▸ **GIVEN RECORDS**
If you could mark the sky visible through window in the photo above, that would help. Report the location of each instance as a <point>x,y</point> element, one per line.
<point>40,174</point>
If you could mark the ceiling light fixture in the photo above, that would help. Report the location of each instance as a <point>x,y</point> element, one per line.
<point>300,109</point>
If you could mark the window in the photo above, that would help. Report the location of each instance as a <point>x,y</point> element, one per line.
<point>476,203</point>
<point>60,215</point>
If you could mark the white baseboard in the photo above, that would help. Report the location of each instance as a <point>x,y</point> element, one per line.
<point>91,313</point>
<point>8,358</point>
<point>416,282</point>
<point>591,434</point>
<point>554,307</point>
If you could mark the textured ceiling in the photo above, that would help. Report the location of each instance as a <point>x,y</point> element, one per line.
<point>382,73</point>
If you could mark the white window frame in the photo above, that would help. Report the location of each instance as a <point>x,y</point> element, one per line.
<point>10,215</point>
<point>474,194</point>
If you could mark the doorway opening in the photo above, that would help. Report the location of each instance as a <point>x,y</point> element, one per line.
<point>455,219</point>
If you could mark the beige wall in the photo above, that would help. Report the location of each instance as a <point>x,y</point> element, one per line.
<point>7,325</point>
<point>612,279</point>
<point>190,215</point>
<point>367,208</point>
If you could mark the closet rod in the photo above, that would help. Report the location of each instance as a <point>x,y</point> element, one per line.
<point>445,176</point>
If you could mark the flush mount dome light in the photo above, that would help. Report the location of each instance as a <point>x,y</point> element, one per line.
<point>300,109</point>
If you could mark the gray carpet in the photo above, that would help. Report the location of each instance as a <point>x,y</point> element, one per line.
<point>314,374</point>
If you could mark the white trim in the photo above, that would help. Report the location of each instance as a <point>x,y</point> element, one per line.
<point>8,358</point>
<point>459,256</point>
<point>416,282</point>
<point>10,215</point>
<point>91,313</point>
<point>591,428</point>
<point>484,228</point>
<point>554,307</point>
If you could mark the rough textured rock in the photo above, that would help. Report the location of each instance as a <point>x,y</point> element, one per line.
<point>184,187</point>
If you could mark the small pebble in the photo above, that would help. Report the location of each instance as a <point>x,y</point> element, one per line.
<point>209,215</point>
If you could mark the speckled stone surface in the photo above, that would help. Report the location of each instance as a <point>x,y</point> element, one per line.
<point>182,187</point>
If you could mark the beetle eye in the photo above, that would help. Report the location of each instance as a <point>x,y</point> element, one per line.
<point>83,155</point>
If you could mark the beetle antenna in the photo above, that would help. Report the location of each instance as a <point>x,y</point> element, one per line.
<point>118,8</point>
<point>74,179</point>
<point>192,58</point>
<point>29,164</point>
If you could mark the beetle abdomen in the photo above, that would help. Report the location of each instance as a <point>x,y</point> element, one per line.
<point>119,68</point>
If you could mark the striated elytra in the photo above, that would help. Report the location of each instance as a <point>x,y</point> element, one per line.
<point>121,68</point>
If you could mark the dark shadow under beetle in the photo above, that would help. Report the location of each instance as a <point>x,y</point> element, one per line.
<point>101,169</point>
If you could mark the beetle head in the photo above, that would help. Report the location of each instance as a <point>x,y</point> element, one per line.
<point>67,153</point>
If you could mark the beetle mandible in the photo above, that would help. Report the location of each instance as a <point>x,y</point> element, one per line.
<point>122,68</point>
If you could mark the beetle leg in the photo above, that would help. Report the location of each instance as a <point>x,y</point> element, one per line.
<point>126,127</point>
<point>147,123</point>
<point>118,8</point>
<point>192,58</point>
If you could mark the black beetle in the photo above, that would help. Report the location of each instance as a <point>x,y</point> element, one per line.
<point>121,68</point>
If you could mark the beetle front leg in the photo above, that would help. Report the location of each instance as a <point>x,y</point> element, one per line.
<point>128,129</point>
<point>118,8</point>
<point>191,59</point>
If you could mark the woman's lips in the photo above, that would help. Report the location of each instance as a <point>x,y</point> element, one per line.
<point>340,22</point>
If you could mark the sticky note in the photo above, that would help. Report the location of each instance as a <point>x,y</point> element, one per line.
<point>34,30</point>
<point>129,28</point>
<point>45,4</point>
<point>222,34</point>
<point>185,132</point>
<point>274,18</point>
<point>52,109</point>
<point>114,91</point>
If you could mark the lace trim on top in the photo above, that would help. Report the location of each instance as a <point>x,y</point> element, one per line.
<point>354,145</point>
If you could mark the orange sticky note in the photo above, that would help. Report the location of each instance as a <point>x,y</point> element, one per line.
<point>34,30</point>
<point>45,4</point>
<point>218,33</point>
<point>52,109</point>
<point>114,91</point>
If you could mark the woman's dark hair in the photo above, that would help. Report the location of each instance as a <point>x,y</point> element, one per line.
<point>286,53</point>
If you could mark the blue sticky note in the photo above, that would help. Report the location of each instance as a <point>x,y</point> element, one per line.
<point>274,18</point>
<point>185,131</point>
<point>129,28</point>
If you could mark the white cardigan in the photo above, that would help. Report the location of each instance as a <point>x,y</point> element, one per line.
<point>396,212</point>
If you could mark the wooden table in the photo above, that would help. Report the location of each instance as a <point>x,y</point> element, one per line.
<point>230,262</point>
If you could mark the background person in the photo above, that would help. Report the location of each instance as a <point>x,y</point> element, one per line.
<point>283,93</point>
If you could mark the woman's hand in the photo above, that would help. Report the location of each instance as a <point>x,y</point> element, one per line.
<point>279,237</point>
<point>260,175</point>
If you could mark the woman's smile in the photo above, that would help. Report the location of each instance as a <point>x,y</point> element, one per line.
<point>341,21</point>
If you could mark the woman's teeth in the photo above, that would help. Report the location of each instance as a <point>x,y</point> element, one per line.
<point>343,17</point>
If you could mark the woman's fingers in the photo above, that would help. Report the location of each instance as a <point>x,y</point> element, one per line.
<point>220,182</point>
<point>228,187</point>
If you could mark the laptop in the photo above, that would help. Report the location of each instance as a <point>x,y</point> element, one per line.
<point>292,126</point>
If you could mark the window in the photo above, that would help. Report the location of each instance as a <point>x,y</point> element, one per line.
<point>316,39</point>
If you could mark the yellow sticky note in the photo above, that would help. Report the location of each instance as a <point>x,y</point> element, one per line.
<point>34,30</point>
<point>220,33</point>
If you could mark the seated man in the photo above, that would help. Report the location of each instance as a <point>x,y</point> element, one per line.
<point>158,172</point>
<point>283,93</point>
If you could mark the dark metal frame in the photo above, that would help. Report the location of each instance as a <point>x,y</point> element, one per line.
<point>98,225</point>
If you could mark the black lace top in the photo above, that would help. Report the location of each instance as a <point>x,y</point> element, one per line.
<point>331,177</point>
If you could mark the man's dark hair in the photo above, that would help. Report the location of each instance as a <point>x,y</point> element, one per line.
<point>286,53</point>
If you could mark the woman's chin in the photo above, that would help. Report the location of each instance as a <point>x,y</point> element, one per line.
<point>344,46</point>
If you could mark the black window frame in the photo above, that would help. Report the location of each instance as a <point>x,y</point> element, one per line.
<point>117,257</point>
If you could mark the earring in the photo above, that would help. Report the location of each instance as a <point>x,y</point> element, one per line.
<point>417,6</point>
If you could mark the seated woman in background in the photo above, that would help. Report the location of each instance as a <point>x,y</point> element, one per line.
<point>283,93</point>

▸ **TASK INSTRUCTIONS**
Copy every entry exactly. Leave nothing out.

▸ **TASK RESULT**
If you could mark the sky visible through window in the photo above, that would help. Report the location of each instance as a <point>x,y</point> element, one per line.
<point>40,174</point>
If you could mark the ceiling light fixture in the photo above, that would help. Report the location of each instance as a <point>x,y</point> element, one per line.
<point>300,109</point>
If you could mark the window in the photo above, that would help. Report the location of each instance as a <point>x,y</point> element, one per line.
<point>476,203</point>
<point>60,215</point>
If you could mark the white baseboard in the photo above, that would help. Report the location of each instance as a <point>x,y</point> element, one per line.
<point>91,313</point>
<point>8,358</point>
<point>416,282</point>
<point>591,434</point>
<point>554,307</point>
If you could mark the textured ceiling in the photo above, that would help. Report the location of each instance as a <point>x,y</point> element, one per line.
<point>382,73</point>
If you could mark the white window frame in the photo above, that would help. Report the location of each instance as a <point>x,y</point> element, one per line.
<point>10,215</point>
<point>474,194</point>
If you could mark the doorway opening in the photo above, that would help. Report the location of each instance as a <point>x,y</point> element, one per line.
<point>455,219</point>
If you could mark the beige wall in the photo above, that would help. Report the location of each instance as a <point>x,y</point> element, one per line.
<point>7,325</point>
<point>612,279</point>
<point>190,215</point>
<point>367,208</point>
If you could mark the closet rod in the photo above, that would help. Report the location of each instance as a <point>x,y</point> element, one per line.
<point>445,176</point>
If you could mark the flush mount dome light in the photo above, that would help. Report the location of each instance as a <point>x,y</point> element, one per line.
<point>300,109</point>
If you could mark the gray carpet in the photo above, that would help. Report the location of each instance as a <point>x,y</point> element, one per line.
<point>314,374</point>
If you could mark the white trim in the photo above, that would help. Report the location of each instance as a <point>x,y</point> element, one per line.
<point>8,358</point>
<point>459,256</point>
<point>416,282</point>
<point>10,215</point>
<point>91,313</point>
<point>591,428</point>
<point>484,228</point>
<point>554,307</point>
If you could mark the rough textured rock in the photo above, that would help. Report the location of each instance as a <point>x,y</point> element, one per line.
<point>184,187</point>
If you could mark the small pebble in the photo above, that would help. Report the location of each instance as a <point>x,y</point> element, one per line.
<point>209,215</point>
If you could mark the speckled stone surface in the photo above, that would help. Report the location of each instance as a <point>x,y</point> element, one per line.
<point>182,187</point>
If you could mark the beetle eye in the photo above, that would help. Report the location of each instance as a <point>x,y</point> element, one per line.
<point>83,155</point>
If you could mark the beetle antenna in the photo above, that would help. Report the location of each instance as a <point>x,y</point> element, one per line.
<point>118,8</point>
<point>74,179</point>
<point>192,58</point>
<point>29,164</point>
If you could mark the beetle abdomen in the photo above, that would help. Report the location of each instance as a <point>x,y</point> element, one per line.
<point>119,68</point>
If you could mark the striated elytra in the photo above, that would help. Report the location of each instance as a <point>x,y</point> element, one per line.
<point>121,68</point>
If you could mark the dark shadow under beetle in the photo above, that would help. Report the location of each instance as a <point>x,y</point> element, one per line.
<point>101,169</point>
If you could mark the beetle head in the photo above, that would help. Report the location of each instance as a <point>x,y</point> element, one per line.
<point>67,153</point>
If you could mark the beetle mandible in the photo above, that would help. Report the location of each instance as a <point>x,y</point> element, one per line.
<point>122,68</point>
If you could mark the beetle leg in the photo above, that would help. Report the location of each instance as a <point>x,y</point> element, one per line.
<point>126,127</point>
<point>147,123</point>
<point>118,8</point>
<point>192,58</point>
If you could mark the black beetle in the photo above, that would help. Report the location of each instance as a <point>x,y</point> element, one per line.
<point>121,68</point>
If you could mark the beetle front leg in the photo above, that would help. Report the location of each instance as a <point>x,y</point> element, one per line.
<point>128,129</point>
<point>118,8</point>
<point>191,59</point>
If you could mark the woman's lips in the photo above, that would help. Report the location of each instance as a <point>x,y</point> element, one per line.
<point>340,22</point>
If you could mark the sticky note in the photo above, that would help. Report the location of each instance as a <point>x,y</point> element, one per line.
<point>34,30</point>
<point>129,28</point>
<point>45,4</point>
<point>222,34</point>
<point>185,132</point>
<point>274,18</point>
<point>52,109</point>
<point>114,91</point>
If you could mark the lace trim on top in the photo above, that would help. Report the location of each instance as a <point>x,y</point> element, one per line.
<point>354,145</point>
If you could mark the orange sticky note in the photo above, that would help. Report the location of each instance as a <point>x,y</point> element, one per line.
<point>34,30</point>
<point>45,4</point>
<point>218,33</point>
<point>52,109</point>
<point>114,91</point>
If you could mark the woman's dark hair in the photo above, that would help. Report the location of each instance as a <point>x,y</point> element, one per line.
<point>286,53</point>
If you could mark the blue sticky note in the photo above, that would help. Report the location of each instance as a <point>x,y</point> element, one per line.
<point>274,18</point>
<point>185,131</point>
<point>129,28</point>
If you could mark the white cardigan in the photo above, that would help. Report the location of each instance as a <point>x,y</point> element, one per line.
<point>396,212</point>
If you could mark the wooden table in the photo above, that would help. Report the location of each instance as a <point>x,y</point> element, one per line.
<point>230,262</point>
If you could mark the background person in the photo above, that would help. Report the location of each instance as a <point>x,y</point> element, one per line.
<point>283,93</point>
If you could mark the woman's hand in the photo above, that would help. Report the location of each instance as a <point>x,y</point> element, one per line.
<point>279,237</point>
<point>260,175</point>
If you could mark the woman's smile in the photo above, that would help. Report the location of each instance as a <point>x,y</point> element, one per line.
<point>341,21</point>
If you could mark the woman's teeth in the photo above, that would help. Report the location of each instance as a <point>x,y</point> element, one per line.
<point>343,17</point>
If you could mark the woman's fingers in the photo above, that would help. Report the location of each instance as a <point>x,y</point> element, one per line.
<point>220,182</point>
<point>228,187</point>
If you could mark the laptop in the photo above, that would help. Report the location of each instance as a <point>x,y</point> element, one per line.
<point>292,126</point>
If you could mark the window in the photo above, that would help. Report the location of each instance as a <point>x,y</point> element, one per line.
<point>316,39</point>
If you could mark the yellow sticky note in the photo above, that would help. Report the location of each instance as a <point>x,y</point> element, one per line.
<point>34,30</point>
<point>220,33</point>
If you could mark the seated man in the photo above, that would help. Report the location of each instance as a <point>x,y</point> element, one per line.
<point>158,172</point>
<point>283,93</point>
If you could mark the dark metal frame in the photo above, that would help. Report the location of each instance as a <point>x,y</point> element, one per line.
<point>98,225</point>
If you could mark the black lace top in the photo above, that would help. Report the location of each instance as a <point>x,y</point> element, one per line.
<point>331,177</point>
If you could mark the man's dark hair in the photo above, that would help. Report the location of each instance as a <point>x,y</point> element, one per line.
<point>286,53</point>
If you could mark the woman's chin in the photo above, that would help. Report the location of each instance as a <point>x,y</point> element, one per line.
<point>344,46</point>
If you could mark the black window frame in the photo above, that would help. Report the location of each instance as a <point>x,y</point> element, one per line.
<point>117,257</point>
If you could mark the earring in the photo above, that would help. Report the location of each instance as a <point>x,y</point> element, one per line.
<point>417,6</point>
If you could mark the seated woman in background in the photo above, that would help. Report the location of each instance as a <point>x,y</point> element, one per line.
<point>283,93</point>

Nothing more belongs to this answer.